··· Data records

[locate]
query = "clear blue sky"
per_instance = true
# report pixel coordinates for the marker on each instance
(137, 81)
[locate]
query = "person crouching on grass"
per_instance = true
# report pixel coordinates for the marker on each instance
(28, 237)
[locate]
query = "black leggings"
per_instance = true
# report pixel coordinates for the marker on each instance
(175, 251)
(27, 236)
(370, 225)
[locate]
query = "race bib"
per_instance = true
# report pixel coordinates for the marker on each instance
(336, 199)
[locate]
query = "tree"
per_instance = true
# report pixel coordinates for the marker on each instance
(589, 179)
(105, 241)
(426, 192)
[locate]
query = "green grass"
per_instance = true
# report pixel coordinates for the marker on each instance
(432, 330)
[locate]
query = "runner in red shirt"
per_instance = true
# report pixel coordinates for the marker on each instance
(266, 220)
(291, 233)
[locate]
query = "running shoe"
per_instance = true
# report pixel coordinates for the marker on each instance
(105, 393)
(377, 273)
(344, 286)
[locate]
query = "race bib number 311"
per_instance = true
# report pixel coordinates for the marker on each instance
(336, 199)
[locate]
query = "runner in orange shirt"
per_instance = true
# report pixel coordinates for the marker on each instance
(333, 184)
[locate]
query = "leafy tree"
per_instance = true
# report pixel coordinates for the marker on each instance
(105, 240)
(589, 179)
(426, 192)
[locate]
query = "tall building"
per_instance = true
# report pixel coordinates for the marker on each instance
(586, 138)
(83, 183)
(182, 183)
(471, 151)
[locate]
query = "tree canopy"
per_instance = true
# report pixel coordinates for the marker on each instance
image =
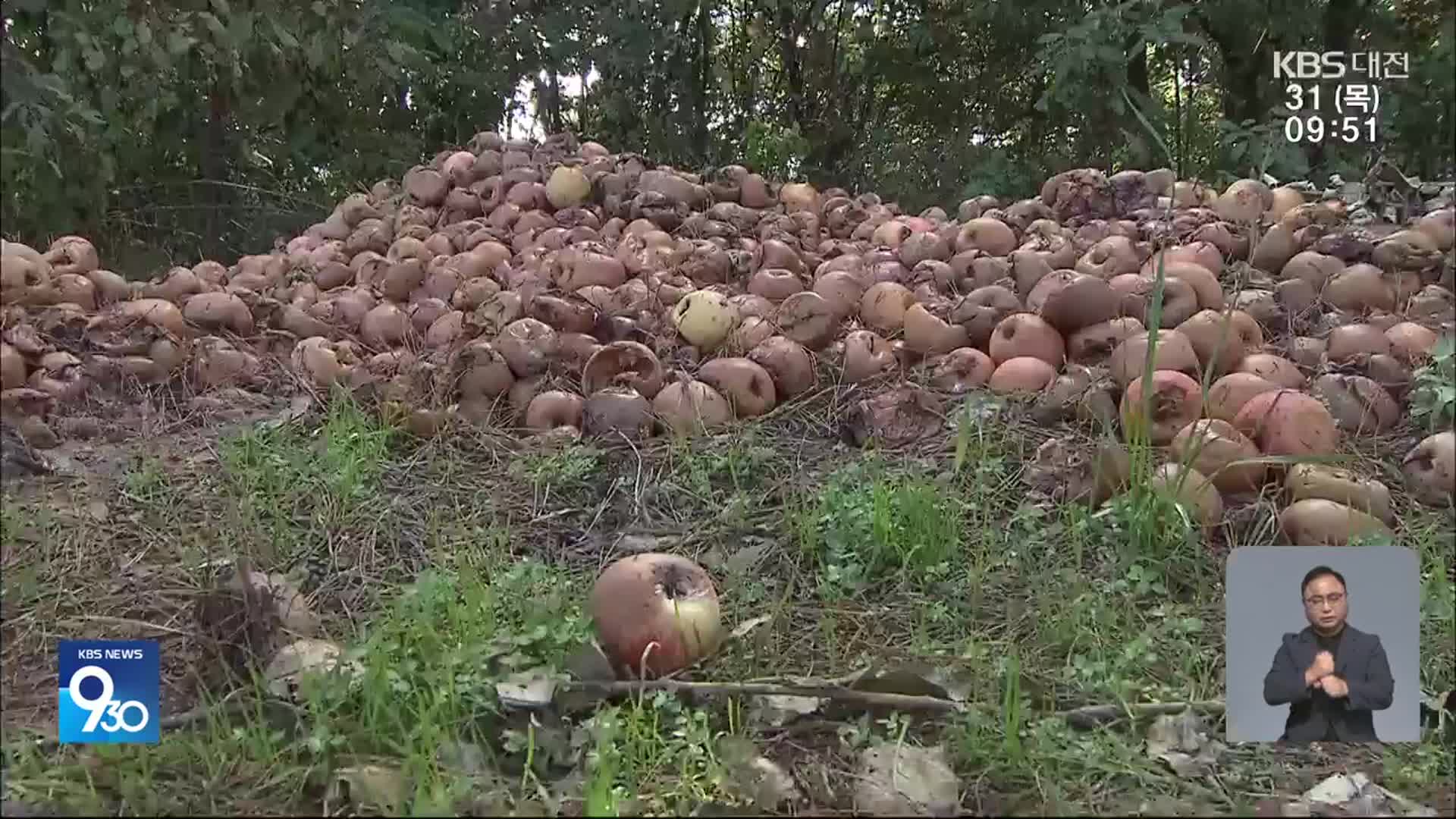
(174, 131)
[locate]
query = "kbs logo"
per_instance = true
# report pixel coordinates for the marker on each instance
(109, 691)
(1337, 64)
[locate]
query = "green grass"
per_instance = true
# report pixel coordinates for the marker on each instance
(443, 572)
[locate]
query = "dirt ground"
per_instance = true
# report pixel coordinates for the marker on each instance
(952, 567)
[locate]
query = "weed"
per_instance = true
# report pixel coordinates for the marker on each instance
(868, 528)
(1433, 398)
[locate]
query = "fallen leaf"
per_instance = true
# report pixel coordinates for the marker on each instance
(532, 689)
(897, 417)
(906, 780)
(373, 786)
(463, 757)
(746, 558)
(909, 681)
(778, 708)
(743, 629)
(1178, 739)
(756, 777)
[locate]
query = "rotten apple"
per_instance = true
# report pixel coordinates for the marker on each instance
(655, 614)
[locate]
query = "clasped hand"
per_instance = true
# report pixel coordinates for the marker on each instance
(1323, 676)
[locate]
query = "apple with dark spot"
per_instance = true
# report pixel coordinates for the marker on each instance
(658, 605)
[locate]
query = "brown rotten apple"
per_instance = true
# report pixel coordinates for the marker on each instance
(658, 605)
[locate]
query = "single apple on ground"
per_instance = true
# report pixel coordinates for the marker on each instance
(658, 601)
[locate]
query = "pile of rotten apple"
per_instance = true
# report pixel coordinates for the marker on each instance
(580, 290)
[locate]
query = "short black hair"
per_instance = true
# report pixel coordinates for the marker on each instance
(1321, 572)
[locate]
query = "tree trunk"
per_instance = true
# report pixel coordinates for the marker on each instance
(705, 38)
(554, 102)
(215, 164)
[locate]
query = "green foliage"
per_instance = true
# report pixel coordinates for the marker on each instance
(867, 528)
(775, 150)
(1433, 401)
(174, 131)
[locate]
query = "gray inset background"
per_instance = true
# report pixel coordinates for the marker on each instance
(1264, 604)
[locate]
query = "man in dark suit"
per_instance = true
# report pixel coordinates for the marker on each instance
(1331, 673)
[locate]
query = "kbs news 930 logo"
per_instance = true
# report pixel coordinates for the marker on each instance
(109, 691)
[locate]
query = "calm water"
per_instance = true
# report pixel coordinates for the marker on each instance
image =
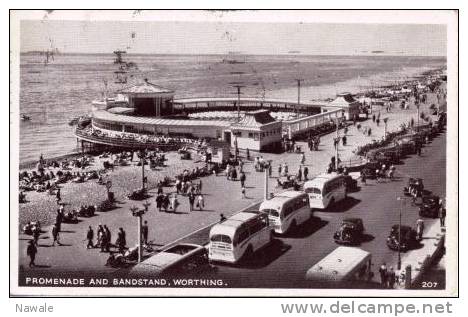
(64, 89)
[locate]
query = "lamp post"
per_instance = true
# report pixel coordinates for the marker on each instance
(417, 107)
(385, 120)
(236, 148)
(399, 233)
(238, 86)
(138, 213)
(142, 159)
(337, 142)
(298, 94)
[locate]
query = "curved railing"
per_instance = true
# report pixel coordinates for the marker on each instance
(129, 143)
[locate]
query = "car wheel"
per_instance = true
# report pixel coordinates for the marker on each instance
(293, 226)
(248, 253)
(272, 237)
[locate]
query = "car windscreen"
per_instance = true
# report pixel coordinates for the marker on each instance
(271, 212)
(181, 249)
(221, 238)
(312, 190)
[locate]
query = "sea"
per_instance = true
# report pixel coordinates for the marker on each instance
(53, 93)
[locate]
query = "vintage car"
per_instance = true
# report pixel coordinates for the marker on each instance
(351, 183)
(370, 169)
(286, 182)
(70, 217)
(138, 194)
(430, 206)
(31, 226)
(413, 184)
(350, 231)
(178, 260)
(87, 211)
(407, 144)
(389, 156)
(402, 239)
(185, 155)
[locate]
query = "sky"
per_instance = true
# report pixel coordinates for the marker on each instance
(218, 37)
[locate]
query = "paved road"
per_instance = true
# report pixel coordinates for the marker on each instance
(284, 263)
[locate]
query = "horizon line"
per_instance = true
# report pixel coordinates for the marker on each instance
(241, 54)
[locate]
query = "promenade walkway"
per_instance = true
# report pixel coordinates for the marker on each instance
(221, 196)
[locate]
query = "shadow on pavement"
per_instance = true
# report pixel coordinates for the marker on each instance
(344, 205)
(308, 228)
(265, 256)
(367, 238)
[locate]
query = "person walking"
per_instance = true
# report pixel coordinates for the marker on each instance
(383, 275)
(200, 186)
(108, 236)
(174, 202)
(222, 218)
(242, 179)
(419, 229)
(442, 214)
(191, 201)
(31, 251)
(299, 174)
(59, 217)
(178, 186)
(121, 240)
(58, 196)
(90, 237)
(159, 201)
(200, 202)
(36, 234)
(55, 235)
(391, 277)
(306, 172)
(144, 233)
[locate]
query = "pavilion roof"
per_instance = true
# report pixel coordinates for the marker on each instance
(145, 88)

······
··· Data records

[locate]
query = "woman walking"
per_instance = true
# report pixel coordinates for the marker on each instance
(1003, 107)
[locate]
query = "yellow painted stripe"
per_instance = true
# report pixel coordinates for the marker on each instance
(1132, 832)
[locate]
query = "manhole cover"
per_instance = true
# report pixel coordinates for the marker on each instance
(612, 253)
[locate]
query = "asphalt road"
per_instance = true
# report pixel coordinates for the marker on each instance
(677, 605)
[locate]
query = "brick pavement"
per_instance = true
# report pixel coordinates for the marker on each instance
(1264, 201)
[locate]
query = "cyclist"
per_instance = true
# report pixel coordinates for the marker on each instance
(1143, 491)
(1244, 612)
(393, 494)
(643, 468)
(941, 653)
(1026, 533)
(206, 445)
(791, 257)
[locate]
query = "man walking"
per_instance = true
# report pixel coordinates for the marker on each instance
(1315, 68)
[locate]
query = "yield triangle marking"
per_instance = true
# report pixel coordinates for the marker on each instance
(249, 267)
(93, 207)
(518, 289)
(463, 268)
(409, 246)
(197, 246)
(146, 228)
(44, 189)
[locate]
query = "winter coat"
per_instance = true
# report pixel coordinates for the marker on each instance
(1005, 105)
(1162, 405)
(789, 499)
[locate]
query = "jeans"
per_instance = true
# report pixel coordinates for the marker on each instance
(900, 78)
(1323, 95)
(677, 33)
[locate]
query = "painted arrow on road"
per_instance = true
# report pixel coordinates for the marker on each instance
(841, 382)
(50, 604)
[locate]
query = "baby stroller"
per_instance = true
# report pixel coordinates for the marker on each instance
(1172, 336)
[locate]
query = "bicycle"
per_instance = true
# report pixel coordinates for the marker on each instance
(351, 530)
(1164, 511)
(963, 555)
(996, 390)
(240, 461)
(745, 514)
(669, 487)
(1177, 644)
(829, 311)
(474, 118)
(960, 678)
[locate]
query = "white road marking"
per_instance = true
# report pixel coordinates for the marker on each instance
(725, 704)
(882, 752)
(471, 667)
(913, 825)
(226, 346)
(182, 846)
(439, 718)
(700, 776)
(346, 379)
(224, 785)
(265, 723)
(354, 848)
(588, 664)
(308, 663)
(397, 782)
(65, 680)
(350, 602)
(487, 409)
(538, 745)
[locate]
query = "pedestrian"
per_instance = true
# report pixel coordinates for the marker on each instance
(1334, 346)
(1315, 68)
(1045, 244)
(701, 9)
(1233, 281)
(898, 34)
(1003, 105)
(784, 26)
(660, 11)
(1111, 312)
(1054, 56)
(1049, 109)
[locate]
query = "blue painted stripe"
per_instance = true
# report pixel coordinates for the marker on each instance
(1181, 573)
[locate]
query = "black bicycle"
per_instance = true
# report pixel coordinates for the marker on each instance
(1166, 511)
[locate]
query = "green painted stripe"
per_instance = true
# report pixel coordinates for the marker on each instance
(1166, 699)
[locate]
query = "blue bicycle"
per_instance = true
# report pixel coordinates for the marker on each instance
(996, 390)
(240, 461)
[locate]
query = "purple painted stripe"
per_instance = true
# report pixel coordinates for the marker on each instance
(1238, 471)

······

For the word "green", find every line in the data that holds it and copy that line.

- Solution -
query = "green grass"
query = "green grass"
query = "green foliage"
query = "green painted stripe"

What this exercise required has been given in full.